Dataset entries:
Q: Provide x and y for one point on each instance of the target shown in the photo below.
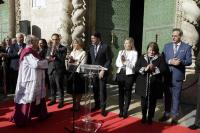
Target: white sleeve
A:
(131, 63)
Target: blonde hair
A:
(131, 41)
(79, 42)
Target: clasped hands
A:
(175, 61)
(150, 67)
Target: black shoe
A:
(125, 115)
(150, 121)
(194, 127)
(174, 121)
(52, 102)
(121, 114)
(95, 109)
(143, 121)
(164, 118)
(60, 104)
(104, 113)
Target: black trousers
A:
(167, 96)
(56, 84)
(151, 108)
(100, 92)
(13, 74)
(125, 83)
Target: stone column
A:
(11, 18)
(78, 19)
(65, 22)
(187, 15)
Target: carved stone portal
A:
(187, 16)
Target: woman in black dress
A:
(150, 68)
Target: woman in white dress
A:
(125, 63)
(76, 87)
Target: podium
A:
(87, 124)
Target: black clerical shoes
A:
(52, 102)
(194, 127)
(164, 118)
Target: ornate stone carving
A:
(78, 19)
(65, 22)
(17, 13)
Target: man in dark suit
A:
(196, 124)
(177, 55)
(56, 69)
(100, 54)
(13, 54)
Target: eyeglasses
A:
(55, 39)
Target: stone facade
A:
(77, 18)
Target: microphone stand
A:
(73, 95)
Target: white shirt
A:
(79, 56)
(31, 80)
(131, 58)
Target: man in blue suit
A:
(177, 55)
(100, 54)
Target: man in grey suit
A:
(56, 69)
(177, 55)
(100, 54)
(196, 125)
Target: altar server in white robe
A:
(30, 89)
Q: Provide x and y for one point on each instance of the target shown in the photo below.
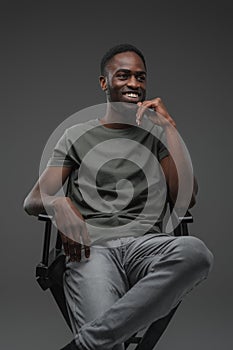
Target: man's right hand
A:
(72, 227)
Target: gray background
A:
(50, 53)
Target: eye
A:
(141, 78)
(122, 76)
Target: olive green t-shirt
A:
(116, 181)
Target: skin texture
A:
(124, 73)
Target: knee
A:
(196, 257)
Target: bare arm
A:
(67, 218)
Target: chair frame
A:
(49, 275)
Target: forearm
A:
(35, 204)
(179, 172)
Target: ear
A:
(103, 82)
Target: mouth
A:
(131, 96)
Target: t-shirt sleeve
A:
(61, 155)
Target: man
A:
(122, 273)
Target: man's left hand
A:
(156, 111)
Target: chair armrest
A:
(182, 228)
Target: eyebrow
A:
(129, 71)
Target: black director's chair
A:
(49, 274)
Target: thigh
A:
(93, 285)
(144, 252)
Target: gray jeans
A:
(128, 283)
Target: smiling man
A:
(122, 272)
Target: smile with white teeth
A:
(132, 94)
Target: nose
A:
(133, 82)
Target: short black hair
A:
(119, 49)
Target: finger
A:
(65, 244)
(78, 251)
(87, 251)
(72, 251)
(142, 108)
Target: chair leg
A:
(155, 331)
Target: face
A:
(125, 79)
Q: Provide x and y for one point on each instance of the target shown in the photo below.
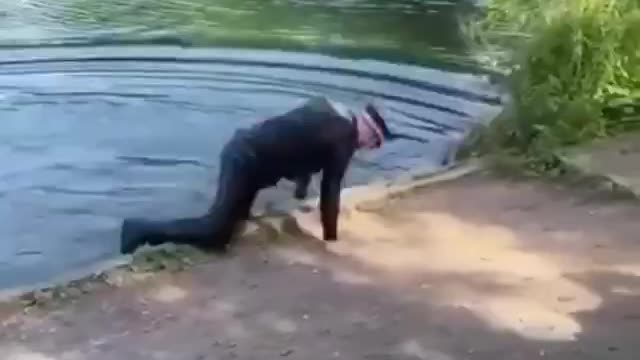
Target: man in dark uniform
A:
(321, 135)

* * *

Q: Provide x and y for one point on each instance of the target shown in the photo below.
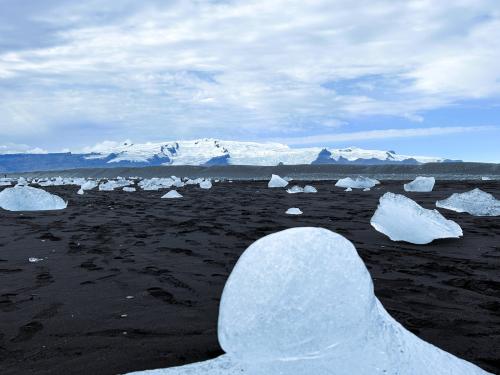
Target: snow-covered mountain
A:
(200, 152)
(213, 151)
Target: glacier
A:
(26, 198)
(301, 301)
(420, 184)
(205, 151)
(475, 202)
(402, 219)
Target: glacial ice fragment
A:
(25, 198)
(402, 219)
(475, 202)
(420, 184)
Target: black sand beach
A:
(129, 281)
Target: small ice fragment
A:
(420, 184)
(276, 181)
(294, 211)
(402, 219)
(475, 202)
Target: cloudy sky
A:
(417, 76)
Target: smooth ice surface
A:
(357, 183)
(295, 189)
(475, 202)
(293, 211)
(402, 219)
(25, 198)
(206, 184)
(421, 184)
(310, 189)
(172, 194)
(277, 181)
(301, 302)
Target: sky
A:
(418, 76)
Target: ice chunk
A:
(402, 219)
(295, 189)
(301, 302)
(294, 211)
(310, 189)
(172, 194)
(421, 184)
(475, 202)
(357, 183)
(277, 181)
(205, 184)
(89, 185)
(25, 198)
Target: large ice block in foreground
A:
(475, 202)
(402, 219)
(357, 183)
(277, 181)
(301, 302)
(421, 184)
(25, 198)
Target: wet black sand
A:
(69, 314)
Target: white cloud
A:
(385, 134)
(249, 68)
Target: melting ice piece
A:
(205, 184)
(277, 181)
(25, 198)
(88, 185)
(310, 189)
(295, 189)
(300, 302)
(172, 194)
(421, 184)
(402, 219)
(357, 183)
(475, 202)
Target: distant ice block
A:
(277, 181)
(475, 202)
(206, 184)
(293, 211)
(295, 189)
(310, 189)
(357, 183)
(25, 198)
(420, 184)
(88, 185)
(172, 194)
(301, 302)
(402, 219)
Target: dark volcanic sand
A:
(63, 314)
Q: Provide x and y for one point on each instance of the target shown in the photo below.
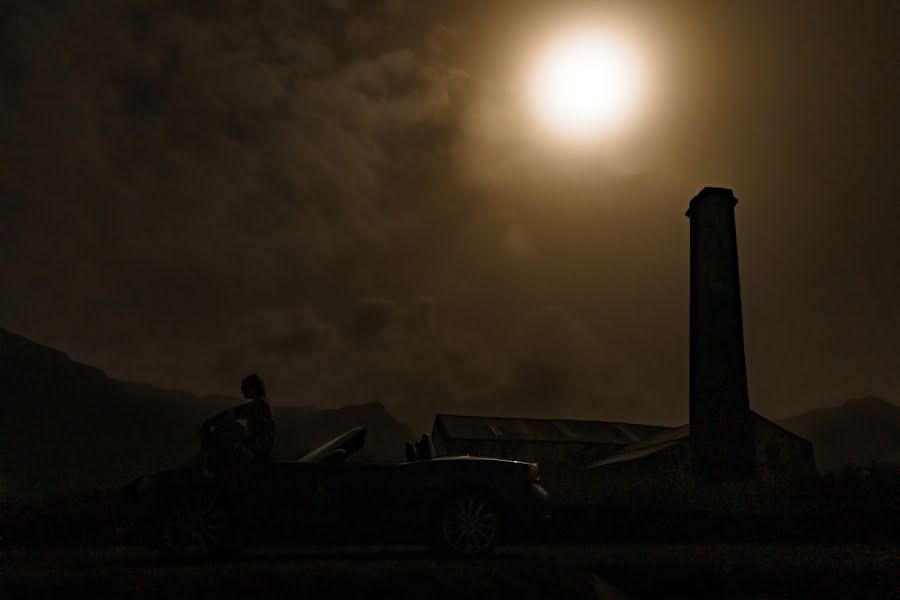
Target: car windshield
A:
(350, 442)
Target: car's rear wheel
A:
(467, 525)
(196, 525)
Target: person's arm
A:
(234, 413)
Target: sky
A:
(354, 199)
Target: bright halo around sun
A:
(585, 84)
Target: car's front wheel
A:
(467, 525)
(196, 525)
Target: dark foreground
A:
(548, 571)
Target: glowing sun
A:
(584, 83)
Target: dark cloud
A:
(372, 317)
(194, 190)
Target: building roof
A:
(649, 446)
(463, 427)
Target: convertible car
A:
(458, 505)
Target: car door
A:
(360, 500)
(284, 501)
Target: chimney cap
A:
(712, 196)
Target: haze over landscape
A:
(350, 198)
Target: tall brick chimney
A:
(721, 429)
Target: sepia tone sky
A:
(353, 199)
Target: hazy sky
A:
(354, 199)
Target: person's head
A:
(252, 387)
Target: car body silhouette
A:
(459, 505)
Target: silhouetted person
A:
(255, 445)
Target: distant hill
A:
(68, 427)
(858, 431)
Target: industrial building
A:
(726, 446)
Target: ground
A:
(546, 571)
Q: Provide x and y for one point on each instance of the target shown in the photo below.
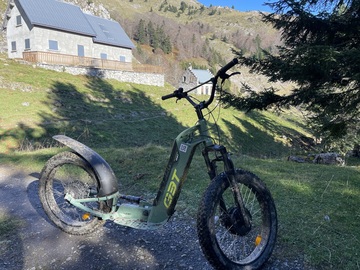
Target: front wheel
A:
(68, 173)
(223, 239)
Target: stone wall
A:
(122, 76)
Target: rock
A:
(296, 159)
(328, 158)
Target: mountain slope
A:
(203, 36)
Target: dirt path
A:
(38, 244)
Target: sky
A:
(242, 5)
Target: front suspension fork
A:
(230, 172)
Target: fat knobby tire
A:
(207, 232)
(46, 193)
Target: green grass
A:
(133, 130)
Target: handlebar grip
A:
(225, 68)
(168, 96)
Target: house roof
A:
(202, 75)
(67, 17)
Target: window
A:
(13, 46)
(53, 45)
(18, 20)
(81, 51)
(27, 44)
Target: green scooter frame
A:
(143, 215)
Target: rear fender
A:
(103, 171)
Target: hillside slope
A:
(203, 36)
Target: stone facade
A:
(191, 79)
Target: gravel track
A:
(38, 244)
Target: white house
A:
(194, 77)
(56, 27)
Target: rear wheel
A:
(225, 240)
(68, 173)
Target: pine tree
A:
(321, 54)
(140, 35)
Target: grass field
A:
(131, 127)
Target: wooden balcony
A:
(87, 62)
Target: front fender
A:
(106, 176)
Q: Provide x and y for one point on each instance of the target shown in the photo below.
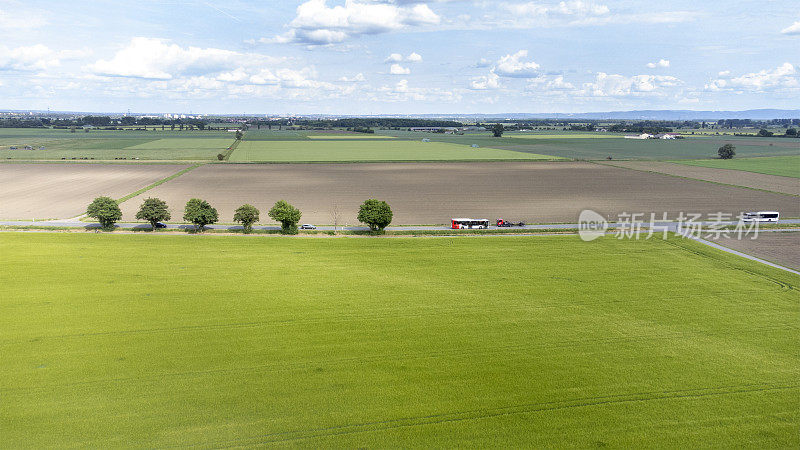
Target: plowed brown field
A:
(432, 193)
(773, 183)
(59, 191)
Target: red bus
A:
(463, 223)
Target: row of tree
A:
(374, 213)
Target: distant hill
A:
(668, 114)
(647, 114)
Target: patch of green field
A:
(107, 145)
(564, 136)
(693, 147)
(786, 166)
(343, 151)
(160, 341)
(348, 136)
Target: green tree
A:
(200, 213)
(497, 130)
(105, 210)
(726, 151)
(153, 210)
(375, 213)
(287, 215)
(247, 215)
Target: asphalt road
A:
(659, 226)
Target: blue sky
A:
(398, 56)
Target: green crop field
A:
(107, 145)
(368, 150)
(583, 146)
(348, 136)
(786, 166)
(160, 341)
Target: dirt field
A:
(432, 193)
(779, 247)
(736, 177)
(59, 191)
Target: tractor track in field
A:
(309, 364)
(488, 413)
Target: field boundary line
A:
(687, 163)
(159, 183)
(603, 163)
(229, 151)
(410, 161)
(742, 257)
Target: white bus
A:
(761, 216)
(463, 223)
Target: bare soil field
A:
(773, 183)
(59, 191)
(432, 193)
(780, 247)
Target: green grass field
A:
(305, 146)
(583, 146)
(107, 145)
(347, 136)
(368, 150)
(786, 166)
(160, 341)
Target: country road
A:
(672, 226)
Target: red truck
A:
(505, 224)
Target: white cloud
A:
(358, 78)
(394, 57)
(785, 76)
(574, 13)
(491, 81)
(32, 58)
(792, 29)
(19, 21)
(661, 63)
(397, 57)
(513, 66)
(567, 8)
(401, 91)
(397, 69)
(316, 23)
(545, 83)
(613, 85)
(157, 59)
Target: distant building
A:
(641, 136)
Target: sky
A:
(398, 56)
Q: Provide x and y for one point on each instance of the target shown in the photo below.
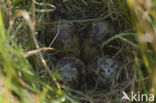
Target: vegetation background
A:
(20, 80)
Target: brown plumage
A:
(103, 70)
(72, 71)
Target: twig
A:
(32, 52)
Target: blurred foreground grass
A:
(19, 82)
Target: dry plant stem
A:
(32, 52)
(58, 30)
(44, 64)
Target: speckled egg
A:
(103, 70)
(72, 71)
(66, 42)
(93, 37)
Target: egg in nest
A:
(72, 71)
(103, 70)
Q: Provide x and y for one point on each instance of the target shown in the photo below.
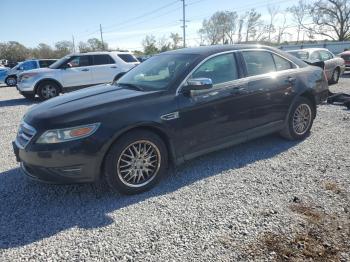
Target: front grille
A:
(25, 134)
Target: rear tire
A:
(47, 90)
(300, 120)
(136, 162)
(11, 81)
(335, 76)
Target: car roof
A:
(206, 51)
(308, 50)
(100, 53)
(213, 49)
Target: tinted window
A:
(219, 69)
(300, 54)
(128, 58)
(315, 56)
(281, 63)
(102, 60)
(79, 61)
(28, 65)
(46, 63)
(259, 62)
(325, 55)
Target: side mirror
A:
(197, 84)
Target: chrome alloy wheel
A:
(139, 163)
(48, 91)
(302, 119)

--

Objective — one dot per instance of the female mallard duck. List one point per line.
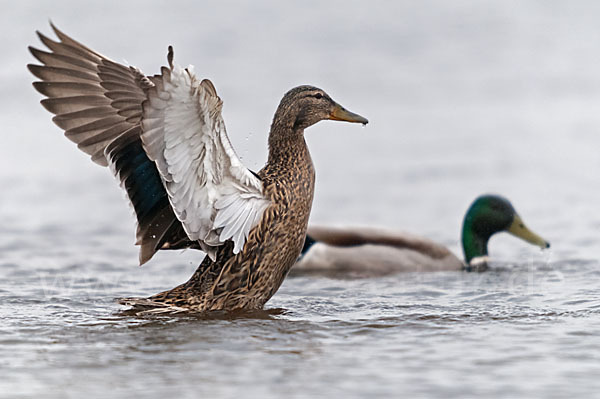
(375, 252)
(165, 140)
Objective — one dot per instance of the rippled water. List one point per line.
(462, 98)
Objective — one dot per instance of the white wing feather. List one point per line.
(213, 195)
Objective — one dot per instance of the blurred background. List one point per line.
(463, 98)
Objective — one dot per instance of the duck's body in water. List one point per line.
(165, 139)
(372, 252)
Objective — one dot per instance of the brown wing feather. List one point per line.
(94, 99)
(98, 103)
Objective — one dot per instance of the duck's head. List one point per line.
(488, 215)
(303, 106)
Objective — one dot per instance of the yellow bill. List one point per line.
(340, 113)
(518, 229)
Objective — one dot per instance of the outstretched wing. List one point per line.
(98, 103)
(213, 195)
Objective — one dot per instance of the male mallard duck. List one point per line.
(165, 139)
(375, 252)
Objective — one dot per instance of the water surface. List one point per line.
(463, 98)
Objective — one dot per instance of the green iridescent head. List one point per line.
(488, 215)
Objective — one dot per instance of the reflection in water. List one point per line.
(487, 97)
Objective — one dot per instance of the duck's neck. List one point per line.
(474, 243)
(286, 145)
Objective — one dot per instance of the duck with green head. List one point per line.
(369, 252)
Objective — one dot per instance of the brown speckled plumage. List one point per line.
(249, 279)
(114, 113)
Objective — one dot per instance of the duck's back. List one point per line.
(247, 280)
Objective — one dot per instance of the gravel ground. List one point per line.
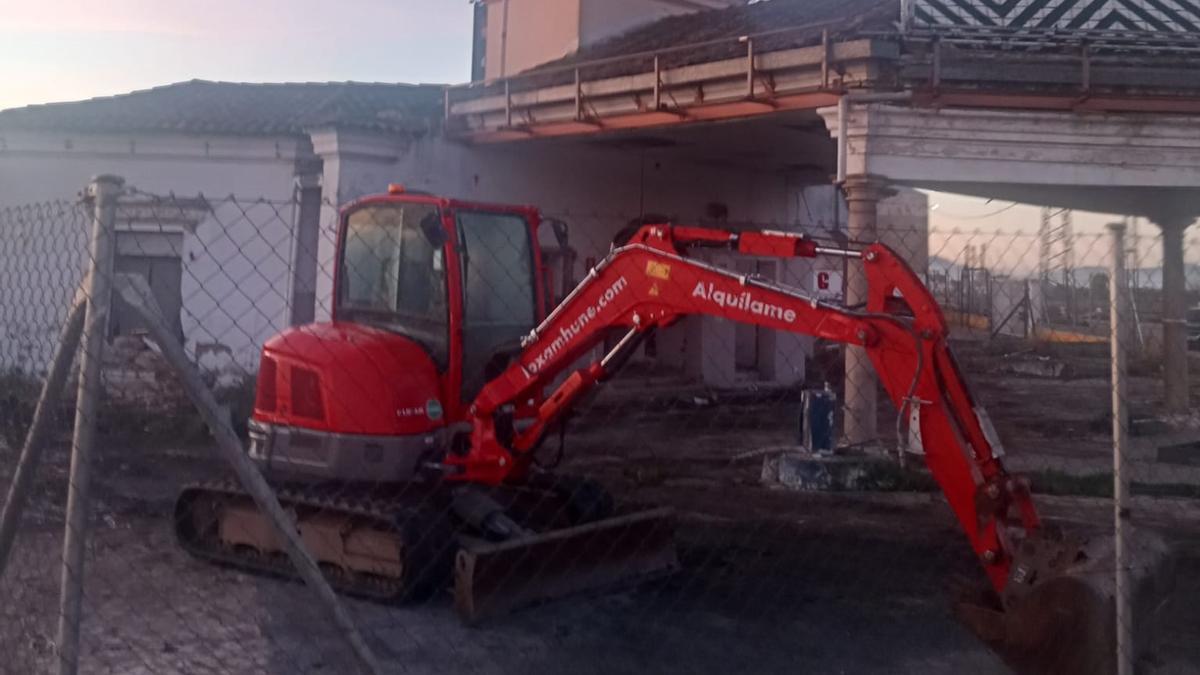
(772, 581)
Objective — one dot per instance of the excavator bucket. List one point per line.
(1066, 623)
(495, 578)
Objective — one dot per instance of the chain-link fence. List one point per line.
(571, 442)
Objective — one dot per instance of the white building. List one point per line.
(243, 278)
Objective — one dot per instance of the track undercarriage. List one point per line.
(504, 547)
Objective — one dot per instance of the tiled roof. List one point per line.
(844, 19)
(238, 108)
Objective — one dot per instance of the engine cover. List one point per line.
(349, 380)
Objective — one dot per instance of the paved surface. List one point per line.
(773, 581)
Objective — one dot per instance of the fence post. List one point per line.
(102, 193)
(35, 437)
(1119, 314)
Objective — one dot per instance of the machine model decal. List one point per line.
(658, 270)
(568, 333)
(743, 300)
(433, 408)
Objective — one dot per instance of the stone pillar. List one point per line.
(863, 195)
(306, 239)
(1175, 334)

§ **PROBLEM DETAILS**:
Look through the entries above for the word "distant". Say how many lines contain it, using only a number.

§ **RESULT FOR THIS TASK**:
4